TO BE DONE: Format the part of the material that opens with the line containing "Place one keypoint on each instance of the cream" and closes with the line containing "(1069, 225)" as a two-column CSV with the headers instruction and points. Give one row per request, with its text and its answer each in a single quoted field and line breaks replaced by spaces.

Coordinate annotation records:
---

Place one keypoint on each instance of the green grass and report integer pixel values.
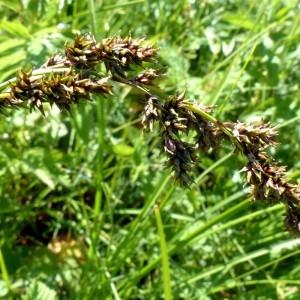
(87, 210)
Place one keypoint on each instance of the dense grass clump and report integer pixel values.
(210, 96)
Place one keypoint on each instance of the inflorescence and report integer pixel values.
(65, 80)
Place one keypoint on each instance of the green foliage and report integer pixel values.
(78, 195)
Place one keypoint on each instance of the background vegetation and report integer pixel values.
(87, 210)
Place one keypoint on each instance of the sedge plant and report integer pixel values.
(90, 67)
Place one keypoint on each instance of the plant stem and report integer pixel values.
(217, 123)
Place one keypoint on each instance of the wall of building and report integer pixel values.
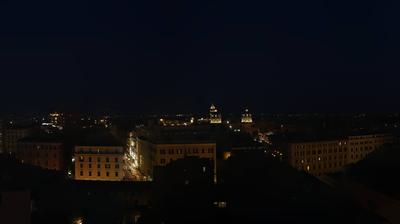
(321, 157)
(162, 154)
(102, 163)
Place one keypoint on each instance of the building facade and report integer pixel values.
(155, 154)
(247, 117)
(215, 116)
(328, 156)
(47, 155)
(99, 163)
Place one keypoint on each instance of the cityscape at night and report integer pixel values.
(166, 112)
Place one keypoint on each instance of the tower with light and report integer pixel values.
(215, 116)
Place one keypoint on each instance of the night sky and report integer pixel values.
(179, 56)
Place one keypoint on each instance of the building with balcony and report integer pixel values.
(99, 160)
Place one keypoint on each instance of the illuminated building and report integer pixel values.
(215, 117)
(361, 145)
(99, 160)
(56, 119)
(247, 117)
(160, 153)
(46, 153)
(319, 157)
(176, 121)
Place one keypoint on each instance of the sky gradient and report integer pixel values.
(179, 56)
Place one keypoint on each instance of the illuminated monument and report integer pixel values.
(246, 117)
(215, 117)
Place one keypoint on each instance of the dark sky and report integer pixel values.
(171, 56)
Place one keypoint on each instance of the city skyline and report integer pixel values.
(144, 57)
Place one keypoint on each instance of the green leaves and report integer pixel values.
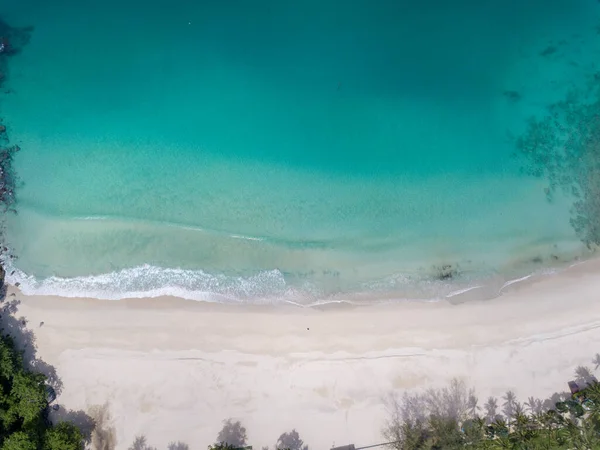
(23, 407)
(20, 441)
(64, 436)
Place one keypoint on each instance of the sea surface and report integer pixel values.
(279, 151)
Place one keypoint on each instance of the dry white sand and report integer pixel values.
(173, 370)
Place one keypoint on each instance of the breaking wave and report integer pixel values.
(151, 281)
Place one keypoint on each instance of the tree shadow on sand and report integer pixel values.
(16, 327)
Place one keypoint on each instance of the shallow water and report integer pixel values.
(286, 149)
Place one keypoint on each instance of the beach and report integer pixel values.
(172, 370)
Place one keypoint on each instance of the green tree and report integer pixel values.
(64, 436)
(20, 441)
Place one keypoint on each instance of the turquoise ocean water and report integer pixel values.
(286, 151)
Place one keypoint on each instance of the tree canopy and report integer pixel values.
(24, 423)
(449, 419)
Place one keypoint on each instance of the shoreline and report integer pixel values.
(173, 369)
(418, 289)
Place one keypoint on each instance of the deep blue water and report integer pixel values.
(305, 150)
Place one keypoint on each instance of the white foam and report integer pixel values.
(151, 281)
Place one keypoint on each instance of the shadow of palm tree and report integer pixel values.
(16, 327)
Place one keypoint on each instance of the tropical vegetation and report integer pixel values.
(24, 423)
(450, 419)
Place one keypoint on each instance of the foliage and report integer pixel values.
(24, 420)
(571, 423)
(291, 441)
(563, 146)
(232, 434)
(222, 446)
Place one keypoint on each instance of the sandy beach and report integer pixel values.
(172, 370)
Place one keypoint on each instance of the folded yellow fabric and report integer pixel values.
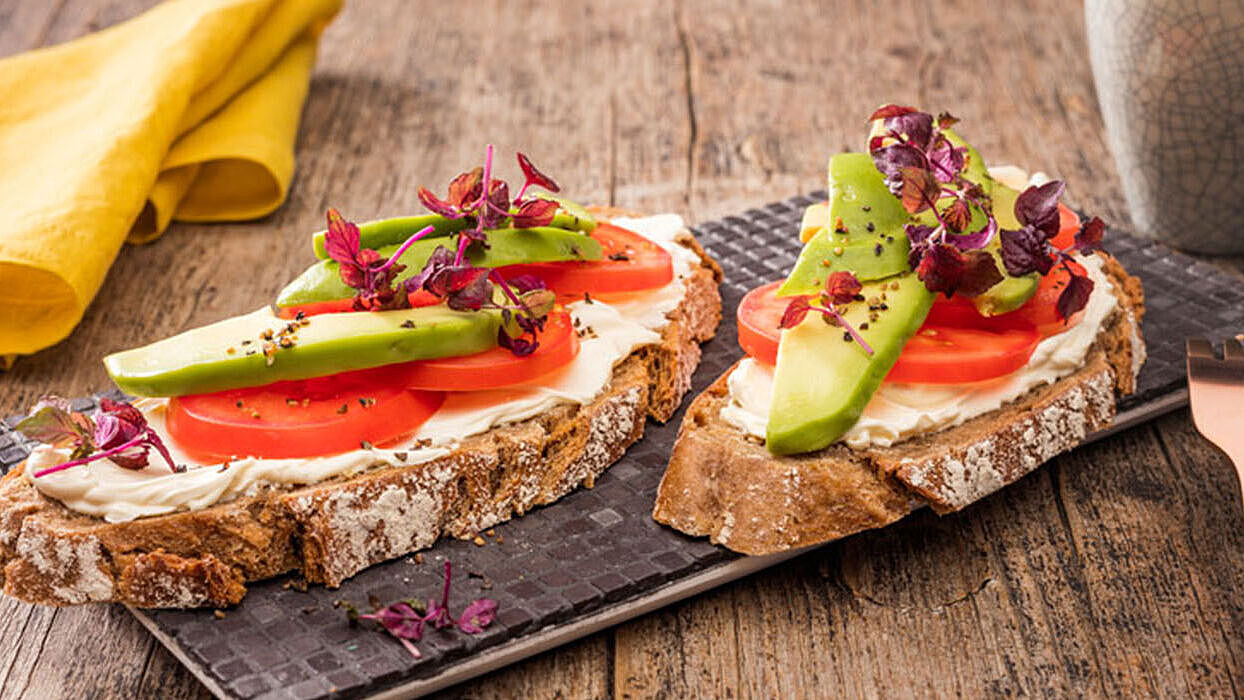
(188, 111)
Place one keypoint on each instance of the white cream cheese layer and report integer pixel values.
(105, 490)
(898, 412)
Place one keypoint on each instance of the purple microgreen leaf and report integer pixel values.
(401, 621)
(341, 241)
(891, 162)
(795, 312)
(979, 274)
(919, 189)
(437, 205)
(440, 259)
(496, 207)
(946, 159)
(916, 127)
(534, 213)
(477, 616)
(1089, 236)
(887, 111)
(978, 239)
(465, 188)
(52, 423)
(942, 267)
(1075, 296)
(534, 177)
(842, 286)
(539, 302)
(131, 458)
(1038, 207)
(474, 291)
(1025, 251)
(957, 215)
(523, 284)
(118, 433)
(918, 236)
(515, 343)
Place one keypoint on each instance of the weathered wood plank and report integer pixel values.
(1112, 571)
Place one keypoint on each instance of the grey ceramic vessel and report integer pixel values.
(1169, 78)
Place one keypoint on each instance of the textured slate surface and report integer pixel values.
(597, 547)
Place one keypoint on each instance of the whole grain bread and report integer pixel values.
(331, 530)
(724, 484)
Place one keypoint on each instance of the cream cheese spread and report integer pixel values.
(898, 412)
(105, 490)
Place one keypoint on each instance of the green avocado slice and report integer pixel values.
(824, 381)
(570, 216)
(228, 354)
(506, 246)
(870, 243)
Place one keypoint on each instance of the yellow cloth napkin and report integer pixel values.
(188, 111)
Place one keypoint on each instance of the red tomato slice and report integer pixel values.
(954, 354)
(496, 367)
(300, 419)
(959, 346)
(631, 262)
(1040, 311)
(418, 297)
(759, 316)
(1069, 225)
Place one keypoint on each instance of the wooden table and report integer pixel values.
(1112, 571)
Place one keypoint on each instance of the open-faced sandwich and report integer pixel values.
(946, 330)
(428, 376)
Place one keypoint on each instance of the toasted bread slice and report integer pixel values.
(331, 530)
(724, 484)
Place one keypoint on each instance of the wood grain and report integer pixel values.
(1112, 571)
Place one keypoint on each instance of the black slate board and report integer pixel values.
(595, 557)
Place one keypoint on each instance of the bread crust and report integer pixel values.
(725, 485)
(332, 530)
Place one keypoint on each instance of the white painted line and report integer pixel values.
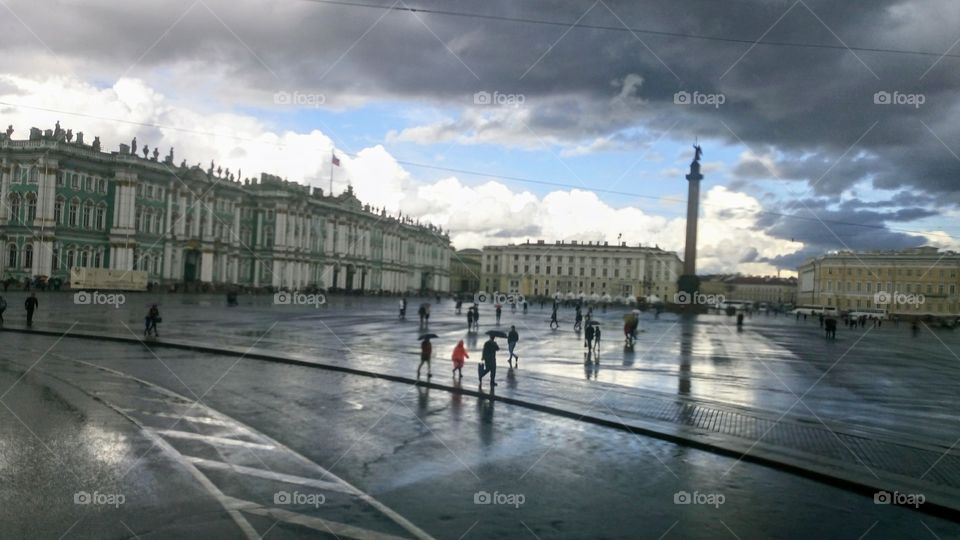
(177, 434)
(270, 475)
(341, 530)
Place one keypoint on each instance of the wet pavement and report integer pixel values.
(873, 384)
(427, 458)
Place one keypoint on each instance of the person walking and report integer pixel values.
(830, 324)
(459, 357)
(489, 364)
(151, 320)
(512, 338)
(31, 305)
(426, 352)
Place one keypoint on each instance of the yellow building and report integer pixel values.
(572, 268)
(771, 290)
(919, 281)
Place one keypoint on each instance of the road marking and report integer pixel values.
(341, 530)
(270, 475)
(177, 434)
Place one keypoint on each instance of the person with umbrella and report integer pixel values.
(489, 356)
(459, 358)
(512, 338)
(426, 352)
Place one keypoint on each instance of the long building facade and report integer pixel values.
(67, 204)
(919, 281)
(590, 268)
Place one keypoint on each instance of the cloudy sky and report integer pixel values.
(825, 125)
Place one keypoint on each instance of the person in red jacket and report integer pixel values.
(459, 358)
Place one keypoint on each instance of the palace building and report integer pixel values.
(67, 204)
(918, 281)
(590, 268)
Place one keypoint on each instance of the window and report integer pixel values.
(58, 210)
(74, 211)
(87, 215)
(101, 217)
(14, 207)
(31, 207)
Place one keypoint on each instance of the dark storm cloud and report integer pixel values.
(808, 107)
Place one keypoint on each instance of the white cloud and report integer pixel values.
(486, 213)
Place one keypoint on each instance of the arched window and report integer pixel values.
(88, 215)
(101, 219)
(14, 207)
(74, 217)
(31, 206)
(58, 210)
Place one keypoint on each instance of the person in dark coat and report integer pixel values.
(31, 305)
(512, 338)
(489, 364)
(426, 352)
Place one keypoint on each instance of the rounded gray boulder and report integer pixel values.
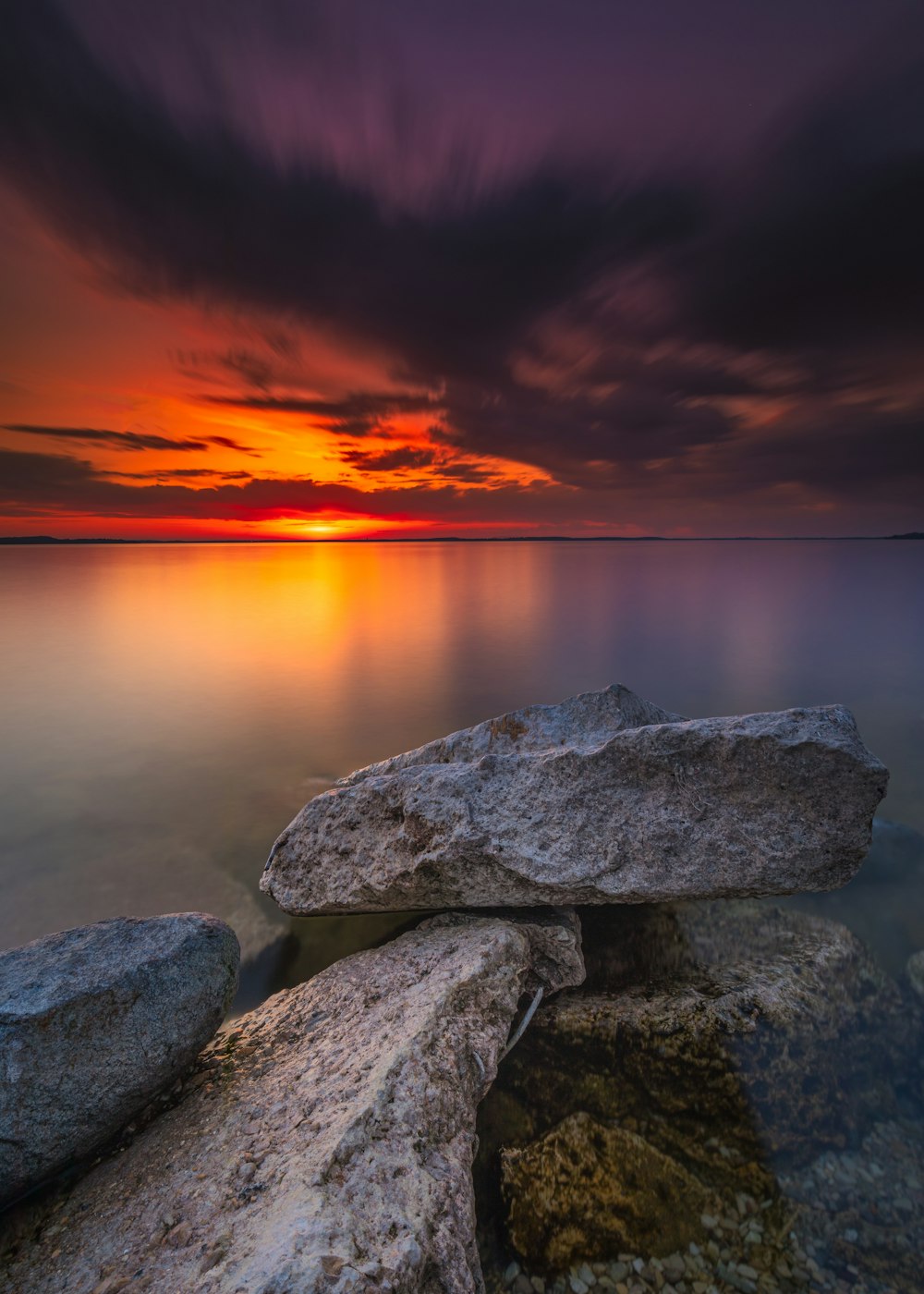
(93, 1022)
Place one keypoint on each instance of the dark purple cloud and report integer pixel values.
(723, 317)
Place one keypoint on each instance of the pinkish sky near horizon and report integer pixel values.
(316, 269)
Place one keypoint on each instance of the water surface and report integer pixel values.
(167, 709)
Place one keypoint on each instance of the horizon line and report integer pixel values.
(22, 540)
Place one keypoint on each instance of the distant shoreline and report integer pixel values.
(49, 540)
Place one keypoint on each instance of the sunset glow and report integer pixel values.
(675, 304)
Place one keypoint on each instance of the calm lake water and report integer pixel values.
(167, 709)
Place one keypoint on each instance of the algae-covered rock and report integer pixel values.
(590, 1190)
(734, 1037)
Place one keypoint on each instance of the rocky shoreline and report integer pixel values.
(682, 1087)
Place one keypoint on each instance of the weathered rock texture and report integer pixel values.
(732, 1035)
(93, 1022)
(603, 799)
(323, 1144)
(590, 1190)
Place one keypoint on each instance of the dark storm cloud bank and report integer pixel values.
(354, 416)
(206, 216)
(811, 254)
(132, 440)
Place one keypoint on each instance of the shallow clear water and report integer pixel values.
(165, 711)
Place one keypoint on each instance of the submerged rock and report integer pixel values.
(93, 1022)
(914, 970)
(323, 1144)
(734, 1035)
(603, 799)
(589, 1190)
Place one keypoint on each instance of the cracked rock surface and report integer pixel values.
(322, 1144)
(603, 799)
(93, 1022)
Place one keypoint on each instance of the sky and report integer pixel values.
(304, 269)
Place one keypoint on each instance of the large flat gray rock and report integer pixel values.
(323, 1144)
(603, 799)
(93, 1022)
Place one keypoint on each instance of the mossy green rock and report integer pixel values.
(734, 1037)
(588, 1190)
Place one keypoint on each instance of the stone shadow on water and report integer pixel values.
(713, 1054)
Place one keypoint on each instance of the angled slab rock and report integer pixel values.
(93, 1022)
(323, 1144)
(603, 799)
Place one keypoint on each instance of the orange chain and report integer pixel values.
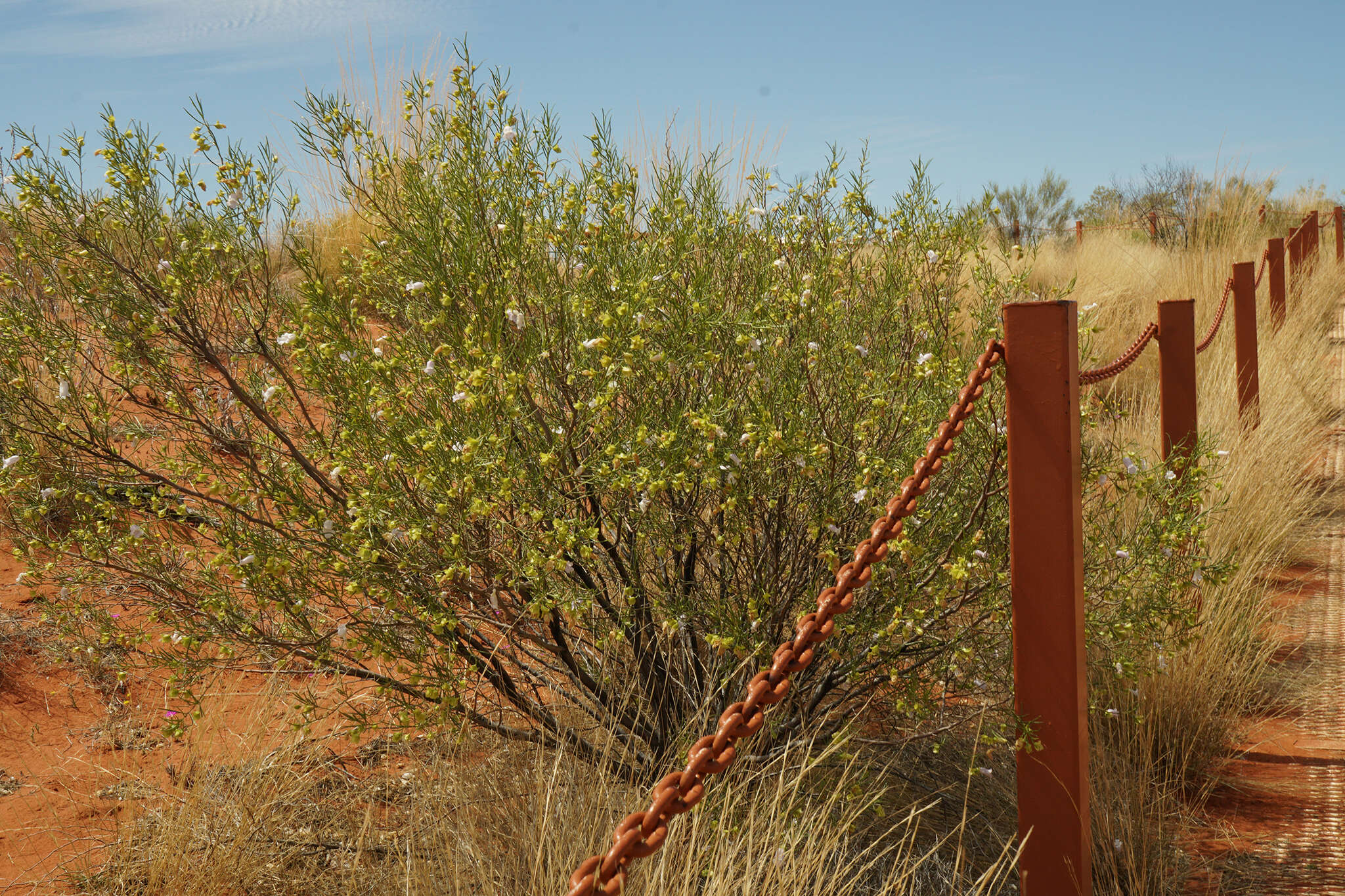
(1219, 317)
(1126, 359)
(1262, 269)
(642, 833)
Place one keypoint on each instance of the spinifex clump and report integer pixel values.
(563, 448)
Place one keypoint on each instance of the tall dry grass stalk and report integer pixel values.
(1153, 765)
(498, 819)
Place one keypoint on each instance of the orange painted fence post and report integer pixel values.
(1047, 587)
(1275, 272)
(1178, 375)
(1245, 339)
(1338, 218)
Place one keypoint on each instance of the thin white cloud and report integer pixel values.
(142, 28)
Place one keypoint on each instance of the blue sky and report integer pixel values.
(985, 91)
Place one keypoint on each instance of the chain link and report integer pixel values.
(1219, 317)
(1126, 359)
(643, 833)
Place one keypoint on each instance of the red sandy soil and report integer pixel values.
(54, 740)
(1273, 815)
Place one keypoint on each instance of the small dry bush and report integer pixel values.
(502, 819)
(1158, 754)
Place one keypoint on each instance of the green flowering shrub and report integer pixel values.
(564, 449)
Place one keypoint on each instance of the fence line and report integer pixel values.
(1043, 382)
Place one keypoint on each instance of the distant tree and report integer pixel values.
(1040, 209)
(1105, 205)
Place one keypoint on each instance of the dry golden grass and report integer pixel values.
(487, 817)
(493, 819)
(1151, 777)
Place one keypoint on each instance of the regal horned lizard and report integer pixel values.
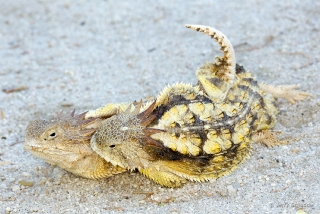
(189, 132)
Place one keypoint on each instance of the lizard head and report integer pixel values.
(65, 141)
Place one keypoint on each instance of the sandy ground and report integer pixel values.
(83, 54)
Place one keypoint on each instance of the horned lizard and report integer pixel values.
(189, 132)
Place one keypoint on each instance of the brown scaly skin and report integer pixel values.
(189, 133)
(65, 141)
(197, 132)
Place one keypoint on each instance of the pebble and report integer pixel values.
(8, 210)
(26, 174)
(15, 188)
(231, 190)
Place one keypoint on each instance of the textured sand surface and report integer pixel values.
(83, 54)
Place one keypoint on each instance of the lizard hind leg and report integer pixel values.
(163, 177)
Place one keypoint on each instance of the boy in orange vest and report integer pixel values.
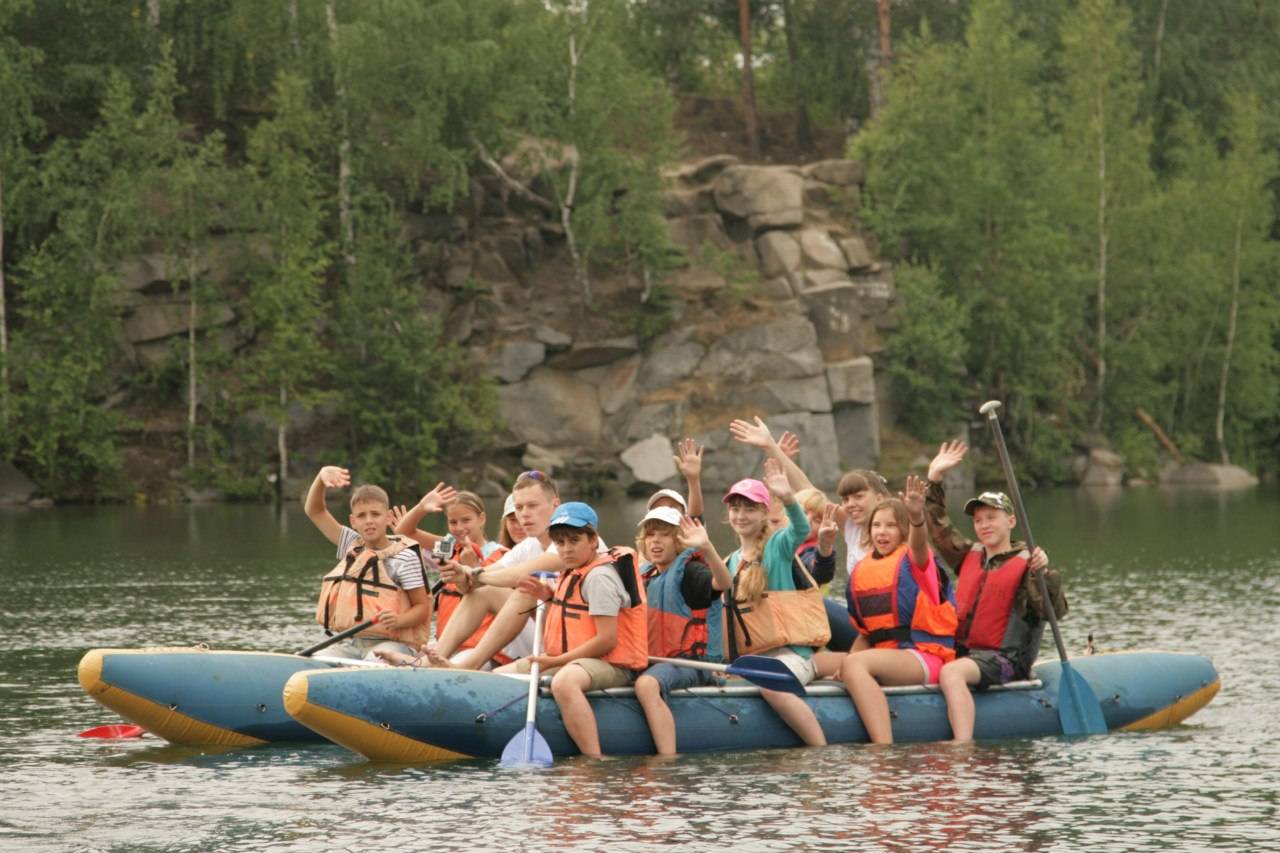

---

SOLUTION TO THIS EXERCISE:
instruction,points
"Place one keypoint on each instance of the cream cheese spread and report integer pixel values.","(898, 412) (105, 490)"
"Place one keypoint on each instance of the green avocado slice and report integer pixel values.","(824, 381) (570, 216) (228, 354) (506, 246) (870, 243)"
"Place one keypoint on each instance of the yellow cloth napkin and report integer pixel values.","(188, 111)"
"Place one keypoint on each instance of the red tomato slice and report integer pixel values.","(954, 354) (496, 367) (300, 419) (959, 346) (631, 262) (1040, 311) (418, 297) (759, 316) (1069, 225)"